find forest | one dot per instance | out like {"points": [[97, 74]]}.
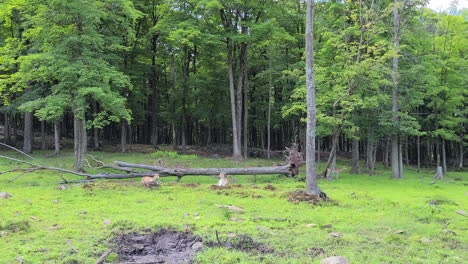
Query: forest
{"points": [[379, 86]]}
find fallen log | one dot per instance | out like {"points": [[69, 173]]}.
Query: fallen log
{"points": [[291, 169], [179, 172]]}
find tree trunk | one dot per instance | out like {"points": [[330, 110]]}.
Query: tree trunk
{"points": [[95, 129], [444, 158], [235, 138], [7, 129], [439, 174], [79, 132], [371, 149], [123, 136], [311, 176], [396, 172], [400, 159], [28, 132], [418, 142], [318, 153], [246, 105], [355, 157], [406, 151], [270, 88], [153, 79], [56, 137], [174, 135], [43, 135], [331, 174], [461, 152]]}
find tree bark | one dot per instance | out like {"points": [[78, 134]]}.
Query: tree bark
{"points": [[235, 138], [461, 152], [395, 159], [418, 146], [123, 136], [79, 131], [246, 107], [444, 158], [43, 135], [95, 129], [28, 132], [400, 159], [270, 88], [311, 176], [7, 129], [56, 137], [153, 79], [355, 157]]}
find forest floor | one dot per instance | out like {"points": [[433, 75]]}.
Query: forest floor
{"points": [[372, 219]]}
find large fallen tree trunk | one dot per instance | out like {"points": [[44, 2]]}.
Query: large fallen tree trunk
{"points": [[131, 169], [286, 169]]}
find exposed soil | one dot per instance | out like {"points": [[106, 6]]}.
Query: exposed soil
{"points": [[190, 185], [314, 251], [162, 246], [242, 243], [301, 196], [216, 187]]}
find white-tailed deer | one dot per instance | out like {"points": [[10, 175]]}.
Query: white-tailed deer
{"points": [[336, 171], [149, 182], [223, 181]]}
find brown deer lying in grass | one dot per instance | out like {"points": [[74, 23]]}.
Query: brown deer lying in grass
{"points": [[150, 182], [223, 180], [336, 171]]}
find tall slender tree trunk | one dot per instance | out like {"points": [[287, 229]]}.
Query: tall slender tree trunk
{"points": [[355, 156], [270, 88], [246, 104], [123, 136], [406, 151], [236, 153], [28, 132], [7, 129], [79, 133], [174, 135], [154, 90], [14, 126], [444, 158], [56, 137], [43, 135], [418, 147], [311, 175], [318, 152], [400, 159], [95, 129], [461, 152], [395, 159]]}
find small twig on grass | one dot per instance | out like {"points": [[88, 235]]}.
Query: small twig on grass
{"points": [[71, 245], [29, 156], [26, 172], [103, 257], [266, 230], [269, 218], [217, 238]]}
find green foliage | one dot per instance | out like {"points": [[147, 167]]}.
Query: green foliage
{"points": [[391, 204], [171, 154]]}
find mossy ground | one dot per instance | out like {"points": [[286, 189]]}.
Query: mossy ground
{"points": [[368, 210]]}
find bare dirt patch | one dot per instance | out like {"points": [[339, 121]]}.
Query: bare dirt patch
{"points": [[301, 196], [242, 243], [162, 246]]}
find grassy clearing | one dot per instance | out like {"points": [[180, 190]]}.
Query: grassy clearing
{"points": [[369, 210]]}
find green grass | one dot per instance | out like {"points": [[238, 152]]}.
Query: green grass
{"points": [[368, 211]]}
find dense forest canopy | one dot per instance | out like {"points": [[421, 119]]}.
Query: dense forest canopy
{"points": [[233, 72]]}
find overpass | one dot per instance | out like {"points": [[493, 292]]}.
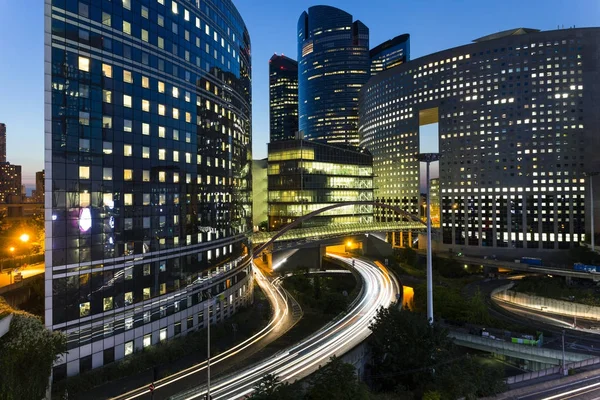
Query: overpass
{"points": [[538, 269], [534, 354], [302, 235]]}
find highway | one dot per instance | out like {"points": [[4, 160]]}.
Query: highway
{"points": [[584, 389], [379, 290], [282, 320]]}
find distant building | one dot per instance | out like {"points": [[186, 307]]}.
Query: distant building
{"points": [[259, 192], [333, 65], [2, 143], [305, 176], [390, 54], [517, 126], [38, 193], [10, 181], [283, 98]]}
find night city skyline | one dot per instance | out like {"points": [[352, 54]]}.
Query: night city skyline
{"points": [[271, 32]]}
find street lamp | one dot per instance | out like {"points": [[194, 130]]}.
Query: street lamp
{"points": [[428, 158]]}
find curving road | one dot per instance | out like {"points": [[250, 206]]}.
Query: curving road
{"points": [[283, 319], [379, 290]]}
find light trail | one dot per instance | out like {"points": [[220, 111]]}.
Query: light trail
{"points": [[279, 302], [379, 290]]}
******************************
Work to complete
Reproduce every entry exactly, but omit each picture.

Task response
find forest | one dot per instance | out like {"points": [[97, 74]]}.
Query: forest
{"points": [[379, 86]]}
find fallen log | one dot per instance | out like {"points": [[69, 173]]}.
Query: fallen log
{"points": [[291, 169], [179, 172]]}
find tree trunk | one dot per instance | out like {"points": [[330, 110]]}.
Query: tree trunk
{"points": [[95, 129], [444, 158], [235, 138], [7, 129], [439, 174], [79, 132], [371, 149], [123, 136], [311, 176], [396, 172], [400, 159], [28, 132], [418, 142], [318, 153], [246, 105], [355, 157], [406, 151], [270, 88], [153, 79], [56, 137], [174, 135], [43, 135], [331, 174], [461, 152]]}
find tree bark | one dot per instance | out like {"points": [[78, 134]]}.
Query: tree bark
{"points": [[235, 138], [461, 152], [395, 159], [418, 146], [123, 136], [79, 131], [246, 107], [444, 158], [43, 135], [95, 129], [28, 132], [400, 159], [270, 88], [311, 176], [7, 129], [56, 137], [153, 79], [355, 157]]}
find forest floor | one dot per instance | out like {"points": [[433, 75]]}.
Query: forest floor
{"points": [[372, 219]]}
find large fallen tree trunk | one dot per instance | out like {"points": [[44, 2]]}.
Query: large fallen tree trunk
{"points": [[131, 169], [286, 169]]}
find exposed soil | one dot per instance | out like {"points": [[106, 6]]}.
Query: exposed soil
{"points": [[190, 185], [314, 251], [162, 246], [242, 243], [301, 196], [216, 187]]}
find white-tailed deer | one dot per instance | out like {"points": [[10, 175]]}.
Query: white-tailed deer
{"points": [[336, 171], [149, 182], [223, 181]]}
find brown deer lying in grass | one dot per instance | out like {"points": [[74, 23]]}.
Query: brown deer lying in grass
{"points": [[150, 182], [223, 180], [336, 171]]}
find tall slender tree trunk | one dot per instance | out like {"points": [[287, 229]]}.
Query: tall slender tree trunk
{"points": [[355, 156], [270, 88], [246, 104], [123, 136], [406, 151], [236, 153], [28, 132], [7, 129], [79, 133], [174, 135], [154, 90], [14, 126], [444, 158], [56, 137], [43, 135], [418, 147], [311, 175], [318, 152], [400, 159], [95, 129], [461, 152], [395, 159]]}
find small twig on grass | one dot per instance | out like {"points": [[88, 235]]}.
Query: small twig on grass
{"points": [[71, 245], [29, 156], [26, 172], [103, 257], [266, 230], [269, 218], [217, 238]]}
find green foliage | one dot per instance | out like {"points": [[147, 167]]}.
Query: green foliage
{"points": [[391, 204], [171, 154]]}
find mossy ground | one dot per instance | out like {"points": [[286, 189]]}.
Query: mossy ground
{"points": [[368, 210]]}
find bare dirt patch | one dot per instance | out like {"points": [[339, 121]]}.
Query: bare dirt patch
{"points": [[301, 196], [242, 243], [162, 246]]}
find grassy clearing | one dot per instance | out like {"points": [[180, 190]]}.
Query: grassy clearing
{"points": [[369, 210]]}
find green grass | one dot per instance | out like {"points": [[238, 152]]}.
Query: green grass
{"points": [[368, 211]]}
find dense forest canopy | one dot per instance | out like {"points": [[421, 119]]}.
Query: dense forest canopy
{"points": [[233, 72]]}
find overpass | one dot per instance | out like {"points": [[493, 292]]}.
Query: overpass
{"points": [[538, 269], [534, 354], [302, 235]]}
find highway | one dot per instance | out like {"points": [[4, 160]]}.
Query: highway
{"points": [[584, 389], [379, 290], [282, 320]]}
find distant building | one dot per instance | out like {"points": [[186, 307]]}.
Query: distant building
{"points": [[259, 192], [333, 65], [2, 143], [305, 176], [390, 54], [517, 126], [38, 193], [10, 181], [283, 98]]}
find night city skyline | one dot per instance | out like {"points": [[352, 54]]}.
Query: night city skyline
{"points": [[271, 32]]}
find street lamp | one dot per instance | out like {"points": [[194, 130]]}.
Query: street lamp
{"points": [[428, 158]]}
find curving road | one dot per instance | out like {"points": [[250, 206]]}.
Query: curving road
{"points": [[283, 319], [379, 290]]}
find light trail | one dot per instance | out like {"points": [[220, 111]]}.
Query: light trail
{"points": [[279, 302], [379, 290]]}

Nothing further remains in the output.